### Directions
Report each line of the material below that contains the word "hubcap", copying every such line in full.

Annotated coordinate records
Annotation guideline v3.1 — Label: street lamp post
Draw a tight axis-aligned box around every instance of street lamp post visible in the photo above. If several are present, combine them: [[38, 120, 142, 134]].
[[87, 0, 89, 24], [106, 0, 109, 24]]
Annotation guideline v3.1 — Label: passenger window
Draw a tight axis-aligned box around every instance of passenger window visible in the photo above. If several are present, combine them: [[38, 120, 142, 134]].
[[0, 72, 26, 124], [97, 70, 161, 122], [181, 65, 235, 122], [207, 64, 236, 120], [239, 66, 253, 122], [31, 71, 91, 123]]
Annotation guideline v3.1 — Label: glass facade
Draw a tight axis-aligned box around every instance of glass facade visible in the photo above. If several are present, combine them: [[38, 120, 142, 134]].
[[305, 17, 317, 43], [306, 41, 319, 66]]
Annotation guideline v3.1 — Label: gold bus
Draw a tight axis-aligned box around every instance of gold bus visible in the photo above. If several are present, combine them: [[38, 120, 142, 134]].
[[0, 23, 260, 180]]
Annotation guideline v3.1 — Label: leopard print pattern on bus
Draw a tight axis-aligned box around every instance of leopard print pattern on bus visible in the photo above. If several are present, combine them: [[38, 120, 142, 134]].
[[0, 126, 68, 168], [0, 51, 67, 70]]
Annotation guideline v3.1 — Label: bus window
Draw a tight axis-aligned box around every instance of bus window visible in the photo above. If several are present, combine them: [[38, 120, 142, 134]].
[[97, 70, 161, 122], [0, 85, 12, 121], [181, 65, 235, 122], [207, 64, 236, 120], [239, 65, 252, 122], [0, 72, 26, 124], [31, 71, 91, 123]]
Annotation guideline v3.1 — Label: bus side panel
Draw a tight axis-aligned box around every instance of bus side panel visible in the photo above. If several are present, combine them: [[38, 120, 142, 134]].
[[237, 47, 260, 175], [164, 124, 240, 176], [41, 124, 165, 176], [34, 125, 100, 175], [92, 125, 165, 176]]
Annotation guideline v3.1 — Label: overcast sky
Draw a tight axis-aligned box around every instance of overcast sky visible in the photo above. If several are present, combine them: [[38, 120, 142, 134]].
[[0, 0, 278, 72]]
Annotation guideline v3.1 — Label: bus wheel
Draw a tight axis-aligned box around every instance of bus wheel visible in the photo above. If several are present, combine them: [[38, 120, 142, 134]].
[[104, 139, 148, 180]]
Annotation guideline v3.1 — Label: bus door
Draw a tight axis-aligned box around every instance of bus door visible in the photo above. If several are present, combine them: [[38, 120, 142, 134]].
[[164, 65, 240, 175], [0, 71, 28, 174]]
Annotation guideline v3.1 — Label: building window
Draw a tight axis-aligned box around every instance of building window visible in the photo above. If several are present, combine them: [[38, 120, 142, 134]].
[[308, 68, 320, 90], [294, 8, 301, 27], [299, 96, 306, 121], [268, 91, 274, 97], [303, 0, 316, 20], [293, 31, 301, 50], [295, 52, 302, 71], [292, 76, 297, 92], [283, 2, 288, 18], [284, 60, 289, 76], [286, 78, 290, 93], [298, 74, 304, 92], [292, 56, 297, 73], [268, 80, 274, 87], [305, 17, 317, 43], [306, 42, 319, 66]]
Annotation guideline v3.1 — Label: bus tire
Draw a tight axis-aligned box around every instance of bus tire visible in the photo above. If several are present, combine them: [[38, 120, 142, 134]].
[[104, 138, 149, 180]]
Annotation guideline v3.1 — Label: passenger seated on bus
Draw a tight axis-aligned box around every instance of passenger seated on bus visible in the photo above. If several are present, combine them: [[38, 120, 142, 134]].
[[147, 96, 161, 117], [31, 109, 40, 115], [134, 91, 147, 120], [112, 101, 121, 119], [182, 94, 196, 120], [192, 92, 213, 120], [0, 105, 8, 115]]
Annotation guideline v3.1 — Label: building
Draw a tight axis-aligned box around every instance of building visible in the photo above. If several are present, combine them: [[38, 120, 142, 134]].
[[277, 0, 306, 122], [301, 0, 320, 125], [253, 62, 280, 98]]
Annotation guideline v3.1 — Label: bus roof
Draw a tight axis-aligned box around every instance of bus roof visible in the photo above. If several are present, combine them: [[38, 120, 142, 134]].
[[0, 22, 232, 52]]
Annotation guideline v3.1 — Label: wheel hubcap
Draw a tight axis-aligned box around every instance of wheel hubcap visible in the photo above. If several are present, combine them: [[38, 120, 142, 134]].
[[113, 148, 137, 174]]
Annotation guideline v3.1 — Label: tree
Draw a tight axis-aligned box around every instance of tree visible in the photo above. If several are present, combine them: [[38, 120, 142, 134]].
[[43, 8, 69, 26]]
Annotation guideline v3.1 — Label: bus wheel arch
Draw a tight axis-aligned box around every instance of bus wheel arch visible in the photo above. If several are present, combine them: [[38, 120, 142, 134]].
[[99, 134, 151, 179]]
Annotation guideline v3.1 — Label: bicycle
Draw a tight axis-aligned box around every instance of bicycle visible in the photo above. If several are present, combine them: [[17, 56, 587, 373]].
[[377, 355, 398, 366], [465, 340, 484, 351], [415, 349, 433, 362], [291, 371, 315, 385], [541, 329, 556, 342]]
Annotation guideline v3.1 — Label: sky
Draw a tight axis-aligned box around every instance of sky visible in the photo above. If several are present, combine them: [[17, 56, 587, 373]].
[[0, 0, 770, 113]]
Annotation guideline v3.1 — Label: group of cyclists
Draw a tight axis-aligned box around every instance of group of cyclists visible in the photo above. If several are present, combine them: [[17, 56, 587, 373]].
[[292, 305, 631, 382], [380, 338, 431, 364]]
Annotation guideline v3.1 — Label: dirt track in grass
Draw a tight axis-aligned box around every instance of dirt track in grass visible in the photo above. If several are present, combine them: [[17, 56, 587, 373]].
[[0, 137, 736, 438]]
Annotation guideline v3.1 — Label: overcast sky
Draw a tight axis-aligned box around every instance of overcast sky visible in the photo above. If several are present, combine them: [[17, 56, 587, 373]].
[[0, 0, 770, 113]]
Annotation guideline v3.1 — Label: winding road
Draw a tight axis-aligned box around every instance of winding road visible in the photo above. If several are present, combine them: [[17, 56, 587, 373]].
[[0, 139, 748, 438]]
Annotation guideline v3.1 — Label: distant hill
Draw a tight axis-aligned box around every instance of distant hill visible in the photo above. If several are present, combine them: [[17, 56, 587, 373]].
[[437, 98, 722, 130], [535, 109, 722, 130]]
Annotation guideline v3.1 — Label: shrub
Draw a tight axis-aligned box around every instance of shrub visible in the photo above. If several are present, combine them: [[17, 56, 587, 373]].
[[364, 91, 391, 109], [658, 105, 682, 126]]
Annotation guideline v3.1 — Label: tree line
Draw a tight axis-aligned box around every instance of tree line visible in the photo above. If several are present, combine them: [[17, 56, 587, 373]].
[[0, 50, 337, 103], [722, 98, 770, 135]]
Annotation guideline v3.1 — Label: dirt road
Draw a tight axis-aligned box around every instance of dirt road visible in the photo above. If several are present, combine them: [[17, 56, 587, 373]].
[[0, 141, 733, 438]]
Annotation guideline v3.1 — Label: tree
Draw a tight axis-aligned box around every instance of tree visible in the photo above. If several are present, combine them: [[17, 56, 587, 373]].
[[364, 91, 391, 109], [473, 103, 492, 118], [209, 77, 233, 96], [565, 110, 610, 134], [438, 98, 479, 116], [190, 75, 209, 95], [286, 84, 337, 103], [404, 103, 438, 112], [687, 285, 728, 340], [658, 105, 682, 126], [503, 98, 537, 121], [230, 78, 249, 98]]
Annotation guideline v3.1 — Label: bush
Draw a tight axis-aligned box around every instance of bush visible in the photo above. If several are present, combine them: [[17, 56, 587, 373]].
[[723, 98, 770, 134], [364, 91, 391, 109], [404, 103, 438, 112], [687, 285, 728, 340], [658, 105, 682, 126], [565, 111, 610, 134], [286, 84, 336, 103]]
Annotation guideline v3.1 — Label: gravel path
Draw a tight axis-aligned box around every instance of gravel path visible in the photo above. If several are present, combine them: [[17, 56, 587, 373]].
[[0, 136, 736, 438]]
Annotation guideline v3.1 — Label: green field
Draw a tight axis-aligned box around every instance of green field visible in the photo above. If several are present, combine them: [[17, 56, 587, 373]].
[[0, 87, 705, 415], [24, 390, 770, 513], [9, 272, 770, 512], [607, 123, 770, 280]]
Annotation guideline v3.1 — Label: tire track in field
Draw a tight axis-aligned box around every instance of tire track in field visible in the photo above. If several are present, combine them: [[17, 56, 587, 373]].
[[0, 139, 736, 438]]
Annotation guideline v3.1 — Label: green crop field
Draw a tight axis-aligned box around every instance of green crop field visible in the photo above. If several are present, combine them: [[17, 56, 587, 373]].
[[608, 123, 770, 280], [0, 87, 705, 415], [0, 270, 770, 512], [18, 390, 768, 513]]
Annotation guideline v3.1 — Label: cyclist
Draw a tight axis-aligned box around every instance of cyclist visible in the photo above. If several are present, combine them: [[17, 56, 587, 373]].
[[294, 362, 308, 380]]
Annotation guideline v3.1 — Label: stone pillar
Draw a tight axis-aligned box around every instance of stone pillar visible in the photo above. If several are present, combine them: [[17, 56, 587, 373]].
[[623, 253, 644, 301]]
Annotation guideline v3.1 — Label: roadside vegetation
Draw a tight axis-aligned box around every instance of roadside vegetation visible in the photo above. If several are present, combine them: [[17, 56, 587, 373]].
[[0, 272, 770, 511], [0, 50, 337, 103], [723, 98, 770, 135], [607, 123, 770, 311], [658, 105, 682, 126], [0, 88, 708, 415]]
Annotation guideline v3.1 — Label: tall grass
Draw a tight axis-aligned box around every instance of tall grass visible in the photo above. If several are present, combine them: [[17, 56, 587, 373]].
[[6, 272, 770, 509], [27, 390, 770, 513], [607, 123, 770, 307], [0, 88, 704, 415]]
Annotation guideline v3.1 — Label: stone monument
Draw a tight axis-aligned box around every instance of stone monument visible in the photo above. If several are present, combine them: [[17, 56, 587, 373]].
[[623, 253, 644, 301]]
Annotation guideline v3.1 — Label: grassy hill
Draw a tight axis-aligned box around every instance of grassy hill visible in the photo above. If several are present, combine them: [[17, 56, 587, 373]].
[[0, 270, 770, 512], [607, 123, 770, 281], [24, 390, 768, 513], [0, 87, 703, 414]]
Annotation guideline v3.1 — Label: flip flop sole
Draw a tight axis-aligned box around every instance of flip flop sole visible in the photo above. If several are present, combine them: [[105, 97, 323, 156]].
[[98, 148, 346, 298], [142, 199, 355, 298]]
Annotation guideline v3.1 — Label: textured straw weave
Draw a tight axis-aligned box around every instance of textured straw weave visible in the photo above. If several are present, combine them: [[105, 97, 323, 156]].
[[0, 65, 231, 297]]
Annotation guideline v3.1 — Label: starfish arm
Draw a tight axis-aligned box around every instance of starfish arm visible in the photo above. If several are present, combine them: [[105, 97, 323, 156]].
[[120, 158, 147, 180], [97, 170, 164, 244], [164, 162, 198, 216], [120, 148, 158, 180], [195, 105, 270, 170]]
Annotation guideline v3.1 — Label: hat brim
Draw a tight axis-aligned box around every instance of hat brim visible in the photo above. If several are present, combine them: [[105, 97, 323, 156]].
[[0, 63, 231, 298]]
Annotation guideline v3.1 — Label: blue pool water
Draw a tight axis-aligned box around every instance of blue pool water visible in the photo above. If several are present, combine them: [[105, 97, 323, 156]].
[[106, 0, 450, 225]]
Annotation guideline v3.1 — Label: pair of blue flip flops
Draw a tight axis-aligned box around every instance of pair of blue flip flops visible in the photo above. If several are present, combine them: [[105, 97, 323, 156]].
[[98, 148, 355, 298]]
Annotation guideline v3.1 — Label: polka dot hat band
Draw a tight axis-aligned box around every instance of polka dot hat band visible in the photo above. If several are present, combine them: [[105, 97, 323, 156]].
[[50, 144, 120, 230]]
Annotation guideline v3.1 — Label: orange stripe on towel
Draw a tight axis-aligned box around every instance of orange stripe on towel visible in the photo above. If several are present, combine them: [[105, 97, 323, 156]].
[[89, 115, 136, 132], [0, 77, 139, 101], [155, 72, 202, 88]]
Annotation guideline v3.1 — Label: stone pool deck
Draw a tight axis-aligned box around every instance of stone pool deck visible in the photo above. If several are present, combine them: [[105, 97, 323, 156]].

### Expected answer
Annotation guideline v3.1 — Label: wheel hubcap
Draw a tight axis-aligned box around every instance of wheel hubcap visible in the photo above. If several are present, combine them: [[38, 120, 142, 134]].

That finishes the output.